TASK PROMPT: Starting from the line containing "Would you be able to indicate the distant", write out the rest of the entries exactly, through the final line, including nothing else.

MATERIAL:
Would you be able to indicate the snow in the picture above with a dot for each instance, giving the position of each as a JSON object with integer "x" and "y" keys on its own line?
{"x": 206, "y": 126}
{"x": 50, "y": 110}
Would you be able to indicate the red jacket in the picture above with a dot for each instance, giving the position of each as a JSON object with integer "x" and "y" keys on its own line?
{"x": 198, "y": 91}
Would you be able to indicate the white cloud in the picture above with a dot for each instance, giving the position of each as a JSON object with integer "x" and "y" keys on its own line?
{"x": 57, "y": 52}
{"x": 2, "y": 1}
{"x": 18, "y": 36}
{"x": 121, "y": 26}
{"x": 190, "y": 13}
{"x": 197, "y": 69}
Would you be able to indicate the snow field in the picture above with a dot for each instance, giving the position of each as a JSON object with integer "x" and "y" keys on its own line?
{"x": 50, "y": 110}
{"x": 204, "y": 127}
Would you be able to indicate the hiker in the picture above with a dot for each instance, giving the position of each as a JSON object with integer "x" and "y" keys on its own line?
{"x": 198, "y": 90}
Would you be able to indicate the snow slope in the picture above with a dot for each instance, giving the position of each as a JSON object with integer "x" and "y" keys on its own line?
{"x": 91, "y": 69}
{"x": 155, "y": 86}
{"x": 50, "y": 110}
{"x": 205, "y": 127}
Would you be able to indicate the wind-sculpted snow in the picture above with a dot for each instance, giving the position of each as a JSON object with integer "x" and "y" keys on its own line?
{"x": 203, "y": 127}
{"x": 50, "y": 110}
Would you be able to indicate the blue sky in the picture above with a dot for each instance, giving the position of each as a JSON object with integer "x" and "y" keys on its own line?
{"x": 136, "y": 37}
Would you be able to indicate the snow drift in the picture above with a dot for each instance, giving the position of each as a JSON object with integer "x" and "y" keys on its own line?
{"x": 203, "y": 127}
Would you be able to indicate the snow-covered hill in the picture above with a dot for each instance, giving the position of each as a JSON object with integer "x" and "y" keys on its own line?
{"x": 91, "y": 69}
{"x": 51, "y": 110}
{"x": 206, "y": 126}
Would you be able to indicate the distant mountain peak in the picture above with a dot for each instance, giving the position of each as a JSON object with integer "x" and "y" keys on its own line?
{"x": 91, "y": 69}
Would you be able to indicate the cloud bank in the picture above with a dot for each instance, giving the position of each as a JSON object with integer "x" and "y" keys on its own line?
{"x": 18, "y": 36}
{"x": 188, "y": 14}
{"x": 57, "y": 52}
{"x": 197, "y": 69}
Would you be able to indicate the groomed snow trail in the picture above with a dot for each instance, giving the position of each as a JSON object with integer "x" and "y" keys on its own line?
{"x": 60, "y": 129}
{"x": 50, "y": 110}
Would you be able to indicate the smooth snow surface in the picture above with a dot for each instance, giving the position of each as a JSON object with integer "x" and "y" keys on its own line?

WRITTEN RESPONSE:
Would you be able to indicate the distant mountain peak in the picture above with a dot for each instance, giving the position of each as a JSON object with integer "x" and "y" keys on its own line?
{"x": 91, "y": 69}
Would you be able to indicate the cloud bank in the picture above with a dot for each instance, giving the position of each as a JSON object with integer "x" and "y" keys on its own line?
{"x": 18, "y": 36}
{"x": 188, "y": 14}
{"x": 57, "y": 52}
{"x": 197, "y": 69}
Would you be able to indicate the groomed snow trail in the picture above with a dot for each instance, giving the position of each as a JSON object with integer "x" and "y" keys on its own line?
{"x": 60, "y": 129}
{"x": 50, "y": 110}
Would you be able to indicate the smooth snow surface in the picture above with a dot for each instance, giving the position of each as a JSON object with integer "x" and "y" keys on its own line?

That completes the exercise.